→ **WHAT IS NEEDED**
All of the data needs to come back exactly as written.

→ **SOURCE RECORDS**
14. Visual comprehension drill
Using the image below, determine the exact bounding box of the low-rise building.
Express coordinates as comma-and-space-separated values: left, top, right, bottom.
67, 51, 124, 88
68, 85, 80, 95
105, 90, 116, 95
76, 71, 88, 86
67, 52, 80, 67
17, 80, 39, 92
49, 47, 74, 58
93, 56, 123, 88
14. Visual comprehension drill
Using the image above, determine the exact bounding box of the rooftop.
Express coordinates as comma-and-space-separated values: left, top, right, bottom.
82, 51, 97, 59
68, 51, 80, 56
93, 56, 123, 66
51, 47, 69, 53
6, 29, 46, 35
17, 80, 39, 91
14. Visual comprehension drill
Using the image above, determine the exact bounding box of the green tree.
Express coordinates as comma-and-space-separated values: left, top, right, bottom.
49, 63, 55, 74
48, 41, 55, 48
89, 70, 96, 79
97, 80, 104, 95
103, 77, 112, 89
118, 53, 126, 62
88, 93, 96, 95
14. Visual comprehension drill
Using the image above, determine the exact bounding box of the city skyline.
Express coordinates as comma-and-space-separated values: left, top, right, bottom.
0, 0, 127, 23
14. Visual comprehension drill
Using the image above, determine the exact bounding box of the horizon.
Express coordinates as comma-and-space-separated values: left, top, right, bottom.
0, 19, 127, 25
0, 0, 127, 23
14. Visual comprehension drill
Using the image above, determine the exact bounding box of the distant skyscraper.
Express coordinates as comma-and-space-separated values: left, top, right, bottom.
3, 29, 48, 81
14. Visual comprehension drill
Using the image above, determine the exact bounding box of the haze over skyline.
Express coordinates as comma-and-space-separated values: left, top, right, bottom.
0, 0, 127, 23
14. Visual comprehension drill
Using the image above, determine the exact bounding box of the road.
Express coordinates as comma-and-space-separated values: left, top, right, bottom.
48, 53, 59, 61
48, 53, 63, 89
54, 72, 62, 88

→ **ANSWER AREA**
14. Visual comprehension drill
Using the image below, determine the exact bounding box of the low-rise building.
Express coordinates as comma-and-space-separated values: left, top, right, bottom.
67, 51, 124, 88
68, 85, 80, 95
105, 90, 116, 95
76, 71, 88, 86
67, 52, 80, 67
17, 80, 39, 92
49, 47, 74, 58
93, 56, 123, 88
14. Visual comprehension drill
Using the image above, determine the exact bounding box of the rooftop.
Express coordinates as comma-and-space-separated values: left, top, right, bottom.
82, 51, 97, 59
68, 51, 80, 56
93, 56, 123, 66
51, 47, 69, 53
6, 29, 46, 35
17, 80, 39, 91
14. Visual comprehension drill
Using the image above, determine the exact bounding box of the green tree.
Express coordinates as comma-and-space-separated values: left, top, right, bottom.
49, 63, 55, 74
48, 41, 55, 48
89, 70, 96, 79
97, 80, 104, 95
103, 77, 112, 89
118, 53, 126, 62
88, 93, 96, 95
14. Visual comprehension drill
Using the image above, determine the exact bounding box of the city skyline.
Express coordinates as comma-and-space-separated values: left, top, right, bottom.
0, 0, 127, 23
14. Visual comprehension drill
Using the image above, determine the exact bounding box of the horizon.
Express coordinates as comma-and-space-separated values: left, top, right, bottom.
0, 19, 127, 25
0, 0, 127, 23
14. Visual comprehension drill
Using the image above, determine the exact bounding box of the distant skyscraper.
Express coordinates as comma-and-space-separated values: left, top, right, bottom.
3, 29, 48, 81
14. Visual comprehension drill
Using the image above, determine the exact bounding box of the haze over skyline.
Express coordinates as comma-and-space-separated values: left, top, right, bottom.
0, 0, 127, 23
14. Visual comprehension drill
Using the image above, determine the exact bounding box of the road.
Express coordinates as comma-and-space-separated values: left, top, right, bottom.
48, 53, 59, 61
48, 53, 63, 89
54, 72, 62, 88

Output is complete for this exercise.